Task A ->
Translate the sentence "Millions of people are moving out of poverty each year in those countries." from the commodities article into Spanish.
Task B ->
Reproduce the commodities article from "While we are" to "GDP this year.".

In the May 18, 2009 edition of Barron’s, there is an article from the authors of the book Globality: Competing with Everyone from Everywhere for Everything, that presents a concise explanation of why every long-term investor should have exposure to commodities in their portfolio.
While we are mired in an economic slump unlike anything since the great depression, it is important to know that in other parts of the world economies are still growing. China, for example, still grew its GDP over 6% in the fourth quarter of 2008 and is expected to still have an expansion of its GDP this year.
There are a few important differences between the US and other economies that are still expanding. The most significant is that those countries aren’t in hock up to their eyeballs and can invest in their economies without borrowing. The second is the continuation of a dramatic growth in their middle class. Millions of people are moving out of poverty each year in those countries. When they do, they want to live like other middle class people around the world. In short, they want more stuff, including more protein in their diet and new cars outside their new houses.

Entries supplied ->
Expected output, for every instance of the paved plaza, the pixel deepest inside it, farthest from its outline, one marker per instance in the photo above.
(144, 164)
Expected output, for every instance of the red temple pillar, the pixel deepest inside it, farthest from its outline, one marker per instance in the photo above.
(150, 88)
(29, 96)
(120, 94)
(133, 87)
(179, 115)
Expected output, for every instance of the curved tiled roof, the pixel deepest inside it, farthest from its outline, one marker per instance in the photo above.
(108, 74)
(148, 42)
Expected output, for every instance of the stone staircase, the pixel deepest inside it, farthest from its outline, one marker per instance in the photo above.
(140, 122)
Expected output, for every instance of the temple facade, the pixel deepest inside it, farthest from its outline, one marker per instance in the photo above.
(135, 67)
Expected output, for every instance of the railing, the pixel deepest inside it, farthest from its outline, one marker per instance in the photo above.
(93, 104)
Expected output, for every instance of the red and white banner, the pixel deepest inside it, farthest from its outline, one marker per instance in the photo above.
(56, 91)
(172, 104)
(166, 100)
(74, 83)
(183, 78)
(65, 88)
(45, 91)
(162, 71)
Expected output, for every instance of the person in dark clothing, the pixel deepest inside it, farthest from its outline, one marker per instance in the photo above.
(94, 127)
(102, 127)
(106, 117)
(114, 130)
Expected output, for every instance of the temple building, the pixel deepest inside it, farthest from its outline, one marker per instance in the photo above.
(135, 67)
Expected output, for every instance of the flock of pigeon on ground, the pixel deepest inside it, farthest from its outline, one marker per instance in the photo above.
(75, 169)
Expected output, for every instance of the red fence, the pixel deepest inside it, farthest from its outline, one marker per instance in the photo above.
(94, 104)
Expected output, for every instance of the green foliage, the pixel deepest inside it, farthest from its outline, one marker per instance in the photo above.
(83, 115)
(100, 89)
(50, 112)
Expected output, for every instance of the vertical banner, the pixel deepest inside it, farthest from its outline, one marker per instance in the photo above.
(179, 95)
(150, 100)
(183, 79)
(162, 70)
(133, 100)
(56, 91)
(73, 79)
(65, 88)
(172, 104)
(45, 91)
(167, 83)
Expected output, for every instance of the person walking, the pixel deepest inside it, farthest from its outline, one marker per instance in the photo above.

Response area A ->
Millones de personas están saliendo de la pobreza cada año en esos países.

Response area B ->
While we are mired in an economic slump unlike anything since the great depression, it is important to know that in other parts of the world economies are still growing. China, for example, still grew its GDP over 6% in the fourth quarter of 2008 and is expected to still have an expansion of its GDP this year.